**Request:** Count the lines in the rows below that contain the word "wall", treating case as significant, and reply with only that number.

Start

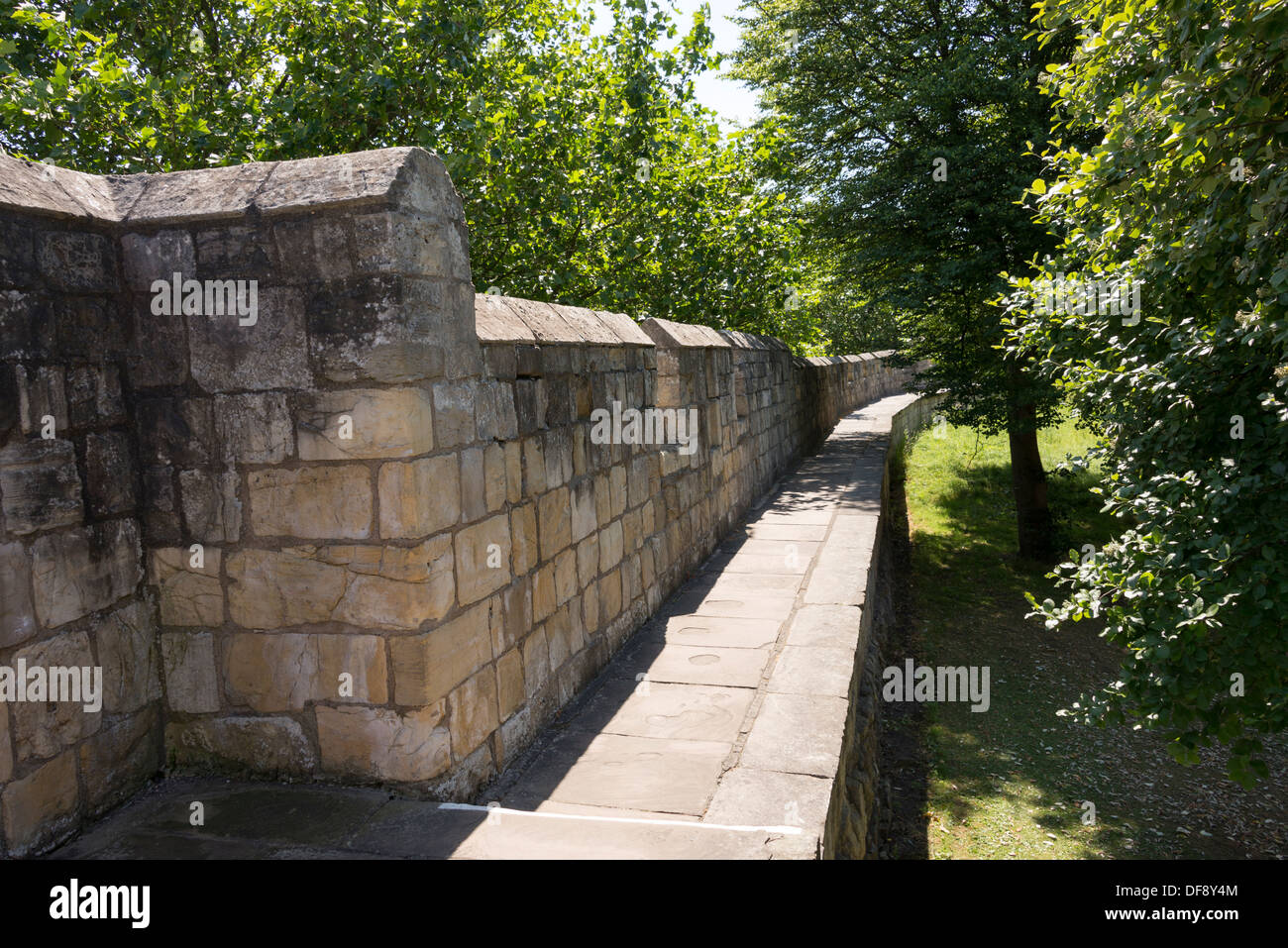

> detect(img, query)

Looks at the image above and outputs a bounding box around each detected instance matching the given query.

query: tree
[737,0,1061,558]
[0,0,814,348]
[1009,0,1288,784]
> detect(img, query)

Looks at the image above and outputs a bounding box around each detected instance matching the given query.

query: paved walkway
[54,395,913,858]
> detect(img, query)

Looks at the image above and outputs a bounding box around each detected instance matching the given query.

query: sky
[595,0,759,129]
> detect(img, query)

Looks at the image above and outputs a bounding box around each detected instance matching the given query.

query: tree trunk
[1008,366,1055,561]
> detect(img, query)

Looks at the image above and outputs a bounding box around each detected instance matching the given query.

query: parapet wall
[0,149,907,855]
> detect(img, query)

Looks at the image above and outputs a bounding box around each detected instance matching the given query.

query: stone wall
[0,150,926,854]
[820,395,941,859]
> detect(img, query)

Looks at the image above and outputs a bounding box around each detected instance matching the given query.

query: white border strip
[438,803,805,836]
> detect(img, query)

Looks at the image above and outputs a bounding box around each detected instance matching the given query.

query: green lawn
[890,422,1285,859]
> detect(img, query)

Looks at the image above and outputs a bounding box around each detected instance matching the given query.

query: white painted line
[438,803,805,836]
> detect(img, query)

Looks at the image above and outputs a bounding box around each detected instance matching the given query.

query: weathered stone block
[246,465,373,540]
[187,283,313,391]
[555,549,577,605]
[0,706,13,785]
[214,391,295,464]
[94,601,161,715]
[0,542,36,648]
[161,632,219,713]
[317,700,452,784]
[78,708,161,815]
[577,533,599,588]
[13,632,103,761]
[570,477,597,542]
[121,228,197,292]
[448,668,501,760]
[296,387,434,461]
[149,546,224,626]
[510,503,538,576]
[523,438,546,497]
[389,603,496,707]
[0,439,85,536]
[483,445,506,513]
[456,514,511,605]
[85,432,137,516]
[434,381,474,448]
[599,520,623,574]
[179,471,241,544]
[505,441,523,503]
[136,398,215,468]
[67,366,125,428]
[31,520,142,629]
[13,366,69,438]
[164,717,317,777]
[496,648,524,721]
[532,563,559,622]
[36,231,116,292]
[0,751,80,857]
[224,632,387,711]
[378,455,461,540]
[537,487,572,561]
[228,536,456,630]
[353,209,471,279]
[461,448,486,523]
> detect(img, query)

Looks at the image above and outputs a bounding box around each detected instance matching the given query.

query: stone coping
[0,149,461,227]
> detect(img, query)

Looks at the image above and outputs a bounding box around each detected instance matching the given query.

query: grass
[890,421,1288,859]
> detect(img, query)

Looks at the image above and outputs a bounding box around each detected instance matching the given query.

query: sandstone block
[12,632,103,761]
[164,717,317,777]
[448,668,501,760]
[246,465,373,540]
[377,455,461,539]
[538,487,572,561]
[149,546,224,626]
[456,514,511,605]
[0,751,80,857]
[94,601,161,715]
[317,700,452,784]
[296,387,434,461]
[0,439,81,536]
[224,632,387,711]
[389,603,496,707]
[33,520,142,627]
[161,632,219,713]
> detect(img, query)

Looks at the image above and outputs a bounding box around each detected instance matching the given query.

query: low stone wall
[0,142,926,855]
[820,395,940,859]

End
Start

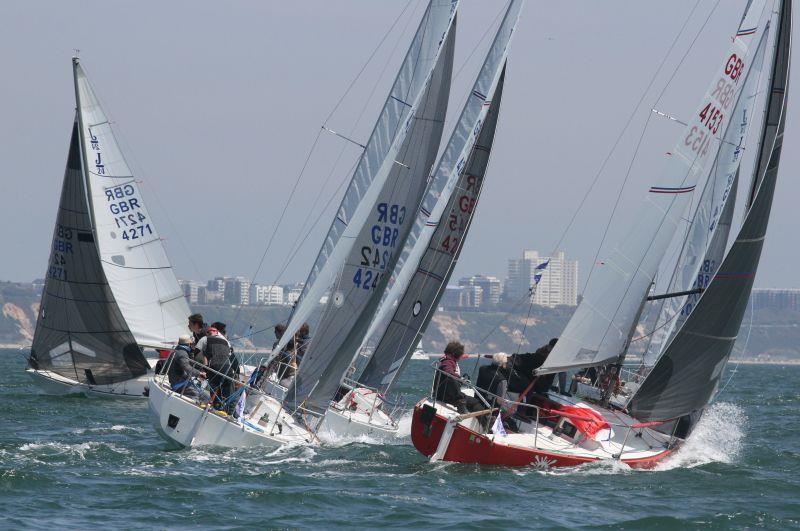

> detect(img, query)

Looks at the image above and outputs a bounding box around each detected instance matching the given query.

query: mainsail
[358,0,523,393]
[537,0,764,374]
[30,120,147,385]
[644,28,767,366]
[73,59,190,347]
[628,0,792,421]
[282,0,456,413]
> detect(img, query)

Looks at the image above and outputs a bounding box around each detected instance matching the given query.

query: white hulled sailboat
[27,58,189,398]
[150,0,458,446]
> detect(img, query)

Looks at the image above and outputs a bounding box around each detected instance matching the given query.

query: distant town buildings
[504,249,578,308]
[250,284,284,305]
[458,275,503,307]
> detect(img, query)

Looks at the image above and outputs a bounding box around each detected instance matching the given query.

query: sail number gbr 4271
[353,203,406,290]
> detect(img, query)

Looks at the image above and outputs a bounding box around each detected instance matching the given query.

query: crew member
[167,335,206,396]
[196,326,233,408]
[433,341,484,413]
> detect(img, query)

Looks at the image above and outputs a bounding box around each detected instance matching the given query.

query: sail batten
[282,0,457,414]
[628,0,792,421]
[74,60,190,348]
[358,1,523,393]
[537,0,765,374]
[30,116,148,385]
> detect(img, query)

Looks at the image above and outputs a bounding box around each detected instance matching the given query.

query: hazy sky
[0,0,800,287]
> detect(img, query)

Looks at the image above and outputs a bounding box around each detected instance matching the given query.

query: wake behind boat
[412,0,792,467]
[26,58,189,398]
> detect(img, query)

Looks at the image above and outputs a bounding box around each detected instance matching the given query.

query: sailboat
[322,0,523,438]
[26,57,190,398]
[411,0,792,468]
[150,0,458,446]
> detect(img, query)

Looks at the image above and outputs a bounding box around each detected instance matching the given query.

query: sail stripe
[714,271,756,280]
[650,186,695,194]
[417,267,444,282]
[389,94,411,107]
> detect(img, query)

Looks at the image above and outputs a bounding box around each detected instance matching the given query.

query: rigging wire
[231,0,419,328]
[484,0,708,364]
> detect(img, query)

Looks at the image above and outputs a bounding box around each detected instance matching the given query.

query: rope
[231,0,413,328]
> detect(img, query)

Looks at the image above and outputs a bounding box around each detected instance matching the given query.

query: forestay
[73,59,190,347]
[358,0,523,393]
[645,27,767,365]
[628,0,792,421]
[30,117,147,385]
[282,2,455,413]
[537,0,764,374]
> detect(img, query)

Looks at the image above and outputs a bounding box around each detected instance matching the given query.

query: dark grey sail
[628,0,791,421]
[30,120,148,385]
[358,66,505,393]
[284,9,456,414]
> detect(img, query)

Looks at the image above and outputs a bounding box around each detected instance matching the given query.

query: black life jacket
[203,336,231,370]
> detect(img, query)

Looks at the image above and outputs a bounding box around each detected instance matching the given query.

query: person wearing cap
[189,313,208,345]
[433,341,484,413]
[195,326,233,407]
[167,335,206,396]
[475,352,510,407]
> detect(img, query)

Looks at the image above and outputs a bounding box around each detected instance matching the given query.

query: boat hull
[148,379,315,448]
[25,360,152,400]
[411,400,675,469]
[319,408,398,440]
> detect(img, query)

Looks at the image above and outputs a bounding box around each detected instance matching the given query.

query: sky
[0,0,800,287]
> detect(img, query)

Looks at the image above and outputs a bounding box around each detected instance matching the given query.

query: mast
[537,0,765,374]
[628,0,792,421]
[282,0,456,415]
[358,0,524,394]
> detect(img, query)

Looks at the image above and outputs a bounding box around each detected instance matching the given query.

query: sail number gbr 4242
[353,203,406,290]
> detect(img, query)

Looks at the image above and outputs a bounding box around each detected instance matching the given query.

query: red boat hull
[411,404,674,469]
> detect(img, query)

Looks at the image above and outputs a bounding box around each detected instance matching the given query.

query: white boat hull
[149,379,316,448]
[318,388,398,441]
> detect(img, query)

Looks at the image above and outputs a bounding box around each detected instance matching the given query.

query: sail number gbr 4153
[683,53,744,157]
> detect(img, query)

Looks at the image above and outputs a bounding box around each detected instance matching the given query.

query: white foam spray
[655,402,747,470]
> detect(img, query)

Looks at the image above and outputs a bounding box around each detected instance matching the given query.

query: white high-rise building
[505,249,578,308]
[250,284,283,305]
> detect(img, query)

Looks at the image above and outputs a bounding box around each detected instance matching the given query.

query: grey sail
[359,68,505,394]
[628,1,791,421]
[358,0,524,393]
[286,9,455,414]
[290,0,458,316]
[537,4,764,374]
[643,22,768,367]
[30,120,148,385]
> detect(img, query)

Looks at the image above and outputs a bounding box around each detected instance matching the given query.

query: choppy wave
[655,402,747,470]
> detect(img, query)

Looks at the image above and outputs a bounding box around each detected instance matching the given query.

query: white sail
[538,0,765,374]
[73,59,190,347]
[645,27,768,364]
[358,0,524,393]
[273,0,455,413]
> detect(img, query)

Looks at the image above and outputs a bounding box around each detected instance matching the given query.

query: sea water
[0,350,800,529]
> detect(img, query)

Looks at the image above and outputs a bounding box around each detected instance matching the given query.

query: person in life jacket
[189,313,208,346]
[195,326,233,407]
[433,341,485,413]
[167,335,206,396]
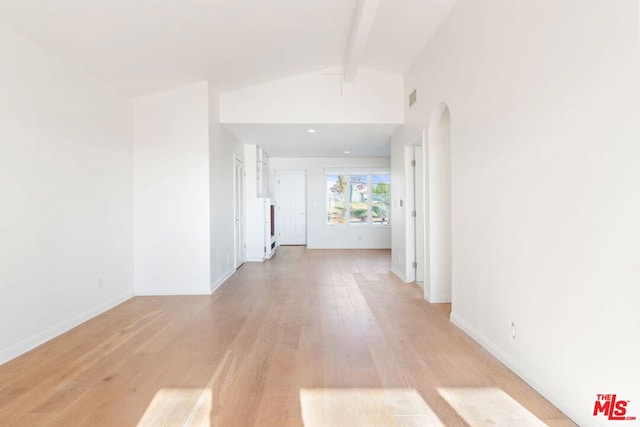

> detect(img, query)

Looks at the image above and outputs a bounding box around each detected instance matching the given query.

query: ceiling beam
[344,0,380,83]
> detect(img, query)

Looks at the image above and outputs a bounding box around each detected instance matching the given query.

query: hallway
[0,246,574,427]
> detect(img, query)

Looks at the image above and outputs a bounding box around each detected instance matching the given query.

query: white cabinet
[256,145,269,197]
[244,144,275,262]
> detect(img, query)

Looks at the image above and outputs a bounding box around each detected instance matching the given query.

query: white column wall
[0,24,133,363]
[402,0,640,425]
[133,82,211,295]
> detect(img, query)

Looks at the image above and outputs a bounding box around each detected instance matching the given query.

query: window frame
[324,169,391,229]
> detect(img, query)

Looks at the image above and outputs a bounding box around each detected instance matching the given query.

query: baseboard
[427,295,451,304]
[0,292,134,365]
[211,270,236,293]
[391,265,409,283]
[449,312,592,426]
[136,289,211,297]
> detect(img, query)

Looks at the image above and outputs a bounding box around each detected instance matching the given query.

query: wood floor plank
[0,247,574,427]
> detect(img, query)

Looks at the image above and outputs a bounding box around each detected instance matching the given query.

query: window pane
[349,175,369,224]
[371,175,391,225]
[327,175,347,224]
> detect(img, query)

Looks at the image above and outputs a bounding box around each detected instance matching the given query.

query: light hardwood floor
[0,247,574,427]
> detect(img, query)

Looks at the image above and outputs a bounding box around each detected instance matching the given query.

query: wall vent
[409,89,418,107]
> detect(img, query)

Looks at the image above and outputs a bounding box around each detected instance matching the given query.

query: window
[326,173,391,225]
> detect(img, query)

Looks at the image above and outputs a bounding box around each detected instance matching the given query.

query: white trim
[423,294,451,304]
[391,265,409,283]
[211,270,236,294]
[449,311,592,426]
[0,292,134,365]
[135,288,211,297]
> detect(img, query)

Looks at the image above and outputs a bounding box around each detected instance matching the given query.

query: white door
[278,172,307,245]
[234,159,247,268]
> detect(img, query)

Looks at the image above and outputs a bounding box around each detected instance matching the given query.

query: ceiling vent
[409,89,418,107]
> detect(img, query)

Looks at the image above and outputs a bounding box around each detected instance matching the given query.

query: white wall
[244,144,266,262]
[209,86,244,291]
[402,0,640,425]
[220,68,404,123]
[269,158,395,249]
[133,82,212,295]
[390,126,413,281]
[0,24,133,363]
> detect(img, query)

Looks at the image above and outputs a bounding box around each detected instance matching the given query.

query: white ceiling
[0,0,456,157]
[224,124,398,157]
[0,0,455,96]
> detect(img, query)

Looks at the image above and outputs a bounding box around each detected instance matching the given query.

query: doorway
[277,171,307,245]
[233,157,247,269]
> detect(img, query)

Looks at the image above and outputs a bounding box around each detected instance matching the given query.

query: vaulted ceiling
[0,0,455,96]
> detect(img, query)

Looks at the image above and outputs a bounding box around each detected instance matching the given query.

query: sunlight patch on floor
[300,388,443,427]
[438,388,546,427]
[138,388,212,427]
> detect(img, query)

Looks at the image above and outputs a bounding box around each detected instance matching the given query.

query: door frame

End

**Answer for this exercise:** 6